>> start Material
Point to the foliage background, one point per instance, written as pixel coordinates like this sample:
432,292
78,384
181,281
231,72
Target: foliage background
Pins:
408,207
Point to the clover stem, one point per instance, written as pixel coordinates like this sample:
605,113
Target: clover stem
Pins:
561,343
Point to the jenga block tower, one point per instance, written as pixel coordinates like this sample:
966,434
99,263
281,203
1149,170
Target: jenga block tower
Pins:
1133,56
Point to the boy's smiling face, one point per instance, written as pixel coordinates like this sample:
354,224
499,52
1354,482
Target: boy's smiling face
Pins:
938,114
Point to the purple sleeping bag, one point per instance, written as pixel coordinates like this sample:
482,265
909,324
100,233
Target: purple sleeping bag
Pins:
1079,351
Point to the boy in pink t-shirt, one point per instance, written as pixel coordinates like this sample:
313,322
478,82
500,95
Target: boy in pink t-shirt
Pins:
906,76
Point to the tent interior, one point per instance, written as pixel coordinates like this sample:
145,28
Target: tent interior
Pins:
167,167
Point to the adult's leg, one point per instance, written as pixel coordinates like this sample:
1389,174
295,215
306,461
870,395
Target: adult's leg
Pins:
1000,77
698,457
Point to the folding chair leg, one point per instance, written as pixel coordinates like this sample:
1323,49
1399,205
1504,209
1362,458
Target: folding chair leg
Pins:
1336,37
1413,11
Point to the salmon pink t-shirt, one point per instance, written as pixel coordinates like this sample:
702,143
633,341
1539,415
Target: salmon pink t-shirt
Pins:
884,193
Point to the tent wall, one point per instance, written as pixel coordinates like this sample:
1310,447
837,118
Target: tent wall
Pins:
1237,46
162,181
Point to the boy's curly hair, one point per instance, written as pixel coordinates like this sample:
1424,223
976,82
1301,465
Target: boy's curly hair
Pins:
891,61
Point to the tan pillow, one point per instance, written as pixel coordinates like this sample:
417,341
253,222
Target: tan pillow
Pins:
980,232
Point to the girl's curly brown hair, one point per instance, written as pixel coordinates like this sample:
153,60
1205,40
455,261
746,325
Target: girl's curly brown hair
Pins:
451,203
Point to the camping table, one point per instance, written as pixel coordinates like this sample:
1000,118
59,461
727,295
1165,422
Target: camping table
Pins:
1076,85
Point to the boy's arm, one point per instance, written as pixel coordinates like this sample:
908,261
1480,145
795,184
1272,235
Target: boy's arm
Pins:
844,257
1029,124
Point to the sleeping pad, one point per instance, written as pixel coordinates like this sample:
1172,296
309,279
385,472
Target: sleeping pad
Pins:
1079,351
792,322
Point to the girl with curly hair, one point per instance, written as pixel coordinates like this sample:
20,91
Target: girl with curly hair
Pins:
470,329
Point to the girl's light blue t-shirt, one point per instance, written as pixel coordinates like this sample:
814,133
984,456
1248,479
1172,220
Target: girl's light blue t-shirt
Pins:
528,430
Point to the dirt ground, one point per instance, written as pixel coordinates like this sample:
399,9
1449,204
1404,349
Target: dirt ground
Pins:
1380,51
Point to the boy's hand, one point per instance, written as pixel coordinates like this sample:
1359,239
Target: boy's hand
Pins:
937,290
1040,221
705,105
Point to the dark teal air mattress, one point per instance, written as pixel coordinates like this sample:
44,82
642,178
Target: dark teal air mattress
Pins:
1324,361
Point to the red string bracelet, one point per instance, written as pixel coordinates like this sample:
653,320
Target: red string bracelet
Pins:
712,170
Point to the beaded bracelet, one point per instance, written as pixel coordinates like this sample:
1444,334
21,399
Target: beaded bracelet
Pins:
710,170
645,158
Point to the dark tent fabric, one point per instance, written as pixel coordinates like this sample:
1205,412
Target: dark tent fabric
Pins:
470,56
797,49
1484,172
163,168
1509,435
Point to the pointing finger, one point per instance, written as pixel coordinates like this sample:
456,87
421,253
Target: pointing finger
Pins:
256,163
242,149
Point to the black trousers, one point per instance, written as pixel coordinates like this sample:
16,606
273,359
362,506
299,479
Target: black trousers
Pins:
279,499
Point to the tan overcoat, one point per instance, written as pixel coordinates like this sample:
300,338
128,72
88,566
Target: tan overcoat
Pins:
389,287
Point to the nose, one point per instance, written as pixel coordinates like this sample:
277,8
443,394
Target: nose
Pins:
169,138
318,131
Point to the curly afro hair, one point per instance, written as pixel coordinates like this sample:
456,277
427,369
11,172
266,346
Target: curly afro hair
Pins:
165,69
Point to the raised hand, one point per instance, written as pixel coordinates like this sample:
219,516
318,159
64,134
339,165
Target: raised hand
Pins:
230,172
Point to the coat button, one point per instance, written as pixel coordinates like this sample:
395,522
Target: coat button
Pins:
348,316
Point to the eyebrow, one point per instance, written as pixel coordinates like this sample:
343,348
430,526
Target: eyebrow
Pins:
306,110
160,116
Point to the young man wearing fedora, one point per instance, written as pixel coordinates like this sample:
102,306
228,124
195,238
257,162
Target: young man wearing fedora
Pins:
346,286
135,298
>> end Material
* Instruction
Reproduce all of the rows above line for line, with no changes.

* Solution for this problem
Point to the foliage background, one point per instance, written as pixel coordinates like this sample:
432,292
78,384
181,281
231,72
Target: foliage background
Pins:
408,207
Point to the clover stem, one point per instance, written as pixel coordinates like this sample:
605,113
Target: clover stem
Pins:
561,343
Point to the jenga block tower, one point per instance, written as pixel coordinates like this sample:
966,434
99,263
281,203
1149,170
Target: jenga block tower
Pins:
1133,56
Point to the boy's smiling face, one point per instance, written as pixel coordinates like this sample:
354,224
499,52
1354,482
Target: boy's smiling face
Pins:
938,114
Point to the purple sleeping bag, one point per instance, written as pixel coordinates like this sample:
482,265
909,324
100,233
Target: purple sleeping bag
Pins:
1079,351
Point to the boy in pink t-shirt, one point per instance, written as pixel coordinates like this sample:
313,322
478,82
500,95
Target: boy in pink t-shirt
Pins:
906,76
Point to the tent interior, one point per instance, written as pixel coordinates like this sample:
145,28
Target: tent interior
Pins:
167,167
Point to the adult's leg, one point per instance, written as pixel coordinates like this sample:
1389,174
295,215
306,461
870,395
Target: adult's leg
Pins:
1000,77
698,457
Point to the folding chair leg, one point per instance, written as pixel coordinates like this sample:
1323,49
1399,205
1504,209
1362,458
Target: folding chair leg
Pins:
1336,37
1413,11
Point to the salmon pink t-shirt, one point per instance, written as pixel coordinates like this sample:
702,143
633,341
1539,415
Target: salmon pink t-shirt
Pins:
884,193
Point to the tent wall, one point per instance, written as pixel coordinates like this sample:
1310,447
837,118
Target: tent wall
Pins:
1237,46
162,181
Point to the boy's curly hair, one point per instance, written as pixel coordinates like this sample:
1424,223
976,82
1301,465
Target: boy's curly hair
Pins:
891,61
Point to the tan pillow, one point per instance, written as pixel coordinates like this sample:
417,341
253,222
Target: tan pillow
Pins:
980,232
Point to the girl's curly brown hair, one point per instance, written as pixel coordinates like this sample:
153,60
1205,40
455,261
746,325
Target: girl's curly brown hair
Pins:
451,203
Point to the camping table, one point per instance, written as pixel coordinates like this sample:
1000,118
59,461
727,295
1165,422
Target: camping table
Pins:
1076,85
Point to the boy's arm, one point per instance, written as pixel coordinates like this sample:
908,261
1480,145
795,184
1272,235
Target: boy's arm
Pins:
844,257
1029,124
Point to the sleeping pad, one point per instance, written as pixel coordinates like this sample:
1172,296
309,279
385,472
Target: sleeping pad
Pins:
1079,351
792,322
Point to the girl with curly hair, one point per instance, written as pixel coordinates like this sample:
20,91
Target: girl with curly hair
Pins:
470,329
Point to the girl's light blue t-shirt, one point per instance, written as pixel coordinates like this sample:
814,133
984,456
1248,479
1172,220
Target: girl's light blue t-shirt
Pins:
528,430
Point to the dirt ground, one point per instance, written as pixel coordinates like this sample:
399,9
1449,204
1404,349
Target: dirt ground
Pins:
1380,51
Point to the boy's hand, one point per instance, written as pixel coordinates like this sample:
1359,239
Target: boy's hand
Pins:
937,290
1040,221
705,105
Point to the dark teal air mattress, one point per instance, written as pixel coordinates like this sample:
44,82
642,178
Target: dark teal air mattress
Pins:
1324,361
Point to the red string bracelet, one point per instance, written as pixel coordinates like this sample:
653,320
Target: red string bracelet
Pins:
712,170
Point to the beaded bracelet, one point per instance, written as pixel coordinates like this sample:
1444,334
21,399
Target: beaded bracelet
Pins:
710,170
645,158
Point to the dark tent fabric, one point per instance, written as pixel coordinates like this sample:
1205,412
Target: dark tent fabric
Pins:
470,56
797,49
1484,172
163,168
1509,435
Point to the pointing finger, one point per instance, written as pixel coordinates like this sample:
456,87
421,253
Target: pointing finger
Pins:
256,163
242,149
Point to the black trousers, one point per instance, written as pixel coordinates like this sample:
16,606
273,359
362,506
299,479
Target: black trousers
Pins:
279,499
Point to the tan overcoat, one point per instance, written as pixel coordinates like this sample:
300,338
128,72
88,566
Target: tan overcoat
Pins:
389,287
Point to the nose, one point per instance, written as pixel coordinates like this sample:
277,8
443,394
Target: nose
Pins:
169,138
318,131
Point to the curly afro hair, one point per instance, written as pixel coordinates like this sample:
456,277
427,369
11,172
266,346
Target: curly afro hair
Pins:
165,69
Point to the raised hand, one point per instance, written as pixel coordinates like this sample:
219,516
318,159
64,134
339,165
Target: raised hand
Pins:
230,172
Point to the coat button, one point per instance, written as pixel coordinates like this sample:
395,522
Target: coat button
Pins:
348,316
Point to the eyebrow, one point per instance, written as pixel coordinates like this sample:
343,348
430,526
Target: eyebrow
Pins:
306,110
160,116
Point to the young man wearing fedora, one point per instance, written as pixel coordinates like this sample:
102,306
228,124
195,238
257,162
Target: young man wearing fedora
Pins:
346,286
135,298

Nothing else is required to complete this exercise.